● **What to do**
1) List every squadron that the passage on the Malayan Scouts names by letter.
2) Carry on the passage on the Malayan Scouts from the point where it stops.

The Plan: The plan involved sending Malayan Scouts (SAS) into the territory of the Sakai inhabitants and to isolate them from the guerrillas.

In due course these ideas were built into the ‘Briggs Plan’ by which General Sir Harold Briggs, the Director of the Operations, aimed to remove from their isolated and vulnerable shacks and establish them in fortified ‘kampongs’. This formed part of later, and most successful, draconian measures to deny food to the terrorists.

This was the time (1948) when the British raised Malayan Scouts (DAS), it was the progenitor of 22 SAS, which received 
its official title in May1952. Recruiting for the new force was hard work, and before it was completed Calvert had traveled many thousands of miles, which included a visit to Rhodesia from where he selected volunteers to form what became C.Squadron. The A Squadron comprised local volunteers, some of whom were to prove unsatisfactory. There could be no method of selection: many were excellent materials and some had already served in SOE or force 136, but inevitably there were others whose regiments were delighted to see them go. Though unfortunate, at least it emphasized the need for careful selection in the future.

B Squadron was made up of volunteers from 21 SAS (Artists) and reservists from other war time special forces, and they were a well discipline, close-knit body of men. Originally a composite Squadron, know as M Squadron, and commanded by Major A. Greville- Bell, it had been formed to go Korea, but while it was training at Aldershot news came of General Mac Arthur’s successful push to the Chinese border. Its presence in Korea, therefore, no longer seemed necessary, and so it was agreed that the Squadron should be sent to join the Malayan Scout, where it acquired its own designation. Before Calvert left Malaya in 1951 he had formed a fourth squadron, D, which had been locally recruited.

● **Dataset entries**
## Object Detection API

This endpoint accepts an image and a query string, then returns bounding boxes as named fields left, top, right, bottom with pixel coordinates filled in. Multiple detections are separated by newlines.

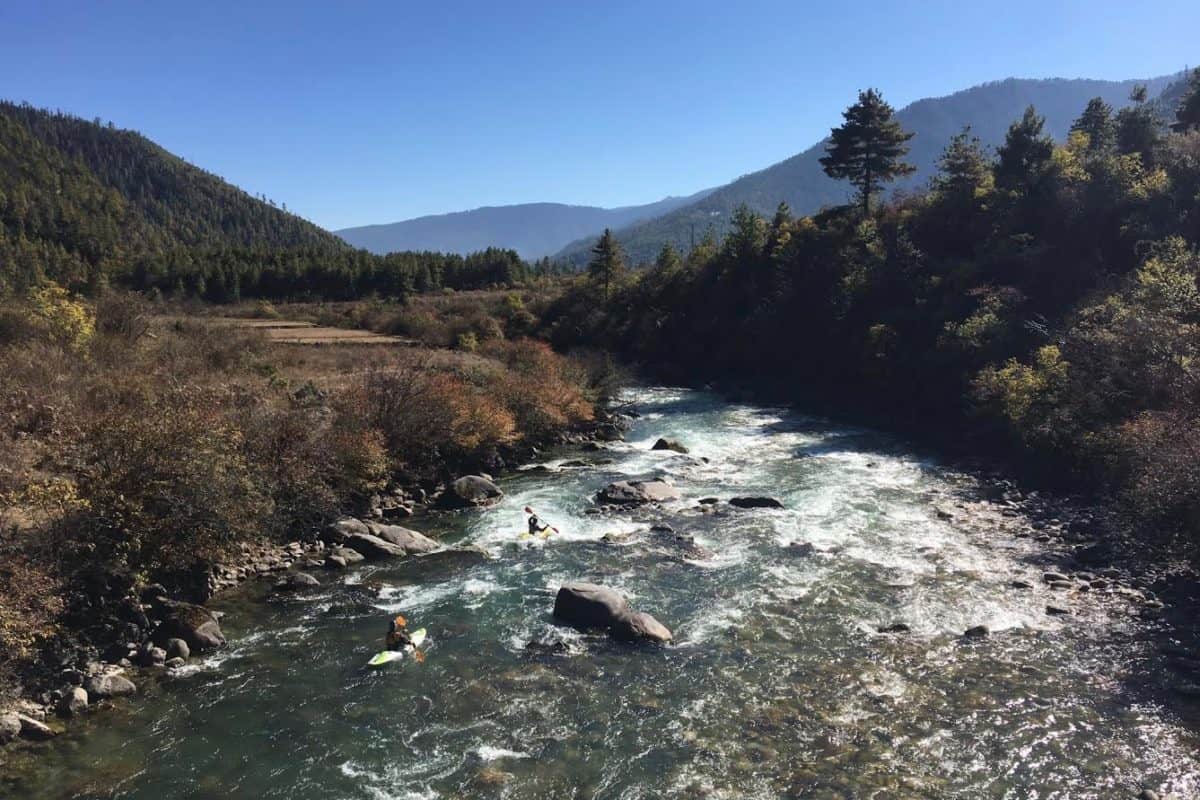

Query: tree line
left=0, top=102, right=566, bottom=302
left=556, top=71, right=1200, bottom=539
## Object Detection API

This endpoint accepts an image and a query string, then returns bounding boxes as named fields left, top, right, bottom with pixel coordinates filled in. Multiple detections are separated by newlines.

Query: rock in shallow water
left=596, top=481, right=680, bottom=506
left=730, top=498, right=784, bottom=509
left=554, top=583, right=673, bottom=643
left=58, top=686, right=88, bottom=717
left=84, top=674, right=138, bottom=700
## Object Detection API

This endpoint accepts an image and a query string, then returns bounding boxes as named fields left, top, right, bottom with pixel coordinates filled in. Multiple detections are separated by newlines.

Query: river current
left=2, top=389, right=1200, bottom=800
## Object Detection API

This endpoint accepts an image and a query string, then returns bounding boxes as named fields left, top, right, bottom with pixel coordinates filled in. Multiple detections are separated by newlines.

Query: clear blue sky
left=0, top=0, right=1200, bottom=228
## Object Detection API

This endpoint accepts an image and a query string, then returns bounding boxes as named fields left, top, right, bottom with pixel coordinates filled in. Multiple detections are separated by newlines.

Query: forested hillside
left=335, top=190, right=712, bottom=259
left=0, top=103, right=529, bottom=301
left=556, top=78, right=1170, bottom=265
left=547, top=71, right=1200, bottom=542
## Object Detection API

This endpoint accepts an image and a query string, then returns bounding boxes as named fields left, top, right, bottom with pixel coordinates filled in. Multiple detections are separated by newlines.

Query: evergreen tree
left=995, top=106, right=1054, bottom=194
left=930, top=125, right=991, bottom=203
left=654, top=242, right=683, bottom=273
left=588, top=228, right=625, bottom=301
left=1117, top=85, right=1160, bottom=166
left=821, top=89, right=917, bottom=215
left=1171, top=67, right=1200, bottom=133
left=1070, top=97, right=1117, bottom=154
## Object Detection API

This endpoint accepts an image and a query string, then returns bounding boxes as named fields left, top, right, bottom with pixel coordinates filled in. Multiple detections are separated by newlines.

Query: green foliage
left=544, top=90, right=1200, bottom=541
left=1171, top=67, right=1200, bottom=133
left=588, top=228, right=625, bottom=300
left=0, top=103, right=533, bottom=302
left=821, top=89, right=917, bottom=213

● **Responses for each task**
1) A Squadron, B Squadron, C Squadron, D Squadron, M Squadron

2)
Calvert’s training from the base camp at Johore Bahru, was most realistic- live ammunition was invariably used, and individual stalks were arranged with the men armed with air guns and protected(partially!) by fencing masks. As squadrons became ready (and naturally) A squadron being locally raised was the first) they went to the operational base at Ipoh from where small groups were dispatched into selected jungle areas known to be used by terrorists. There they lived for long periods (one patrol was operating for 103 days, but that was exceptional) laying ambushes 
and directing RAF strikes. Resupply was almost entirely by parachute from RAF Dakotas and Valettas; it was never easy, for the jungle presented a dense, opaque panorama from the air, and the sky above it was turbulent, thundery and treacherous. Calvert, with very limited resources at his disposal, was a pioneer of ‘hearts and minds’ among the aborigine whose maladies he attempted to treat in improvised clinics.

Early operations by the Malayan Scouts had had some success against the bandits for only a handful of casualties. But the force had made a very bad impression on a number of influential people through the indiscipline and wild behaviour of a fair proportion of the local volunteers.

Before Major J.M. Woodhouse returned to England in the summer of 1952 to organize the early training and selection courses out lined above, he had been involved in the first big operation that the Malayan Scouts had undertaken since their return to the jungle. By February 1952 the ‘Briggs Plan’ was beginning to have some effect and the bandits, no longer finding supplies of food from the villages so plentiful ,were being driven deeper into the jungle, where they made clearings in which to grow their own food. One such area was in the Belum Valley near the Thai border, where they were not only growing food but had control of two villages at either end of the valley. The Malay Scouts formed part of a combined operation with the Royal Marine Commandos, Gurkhas and Malayan Police to drive the enemy away from this food producing site.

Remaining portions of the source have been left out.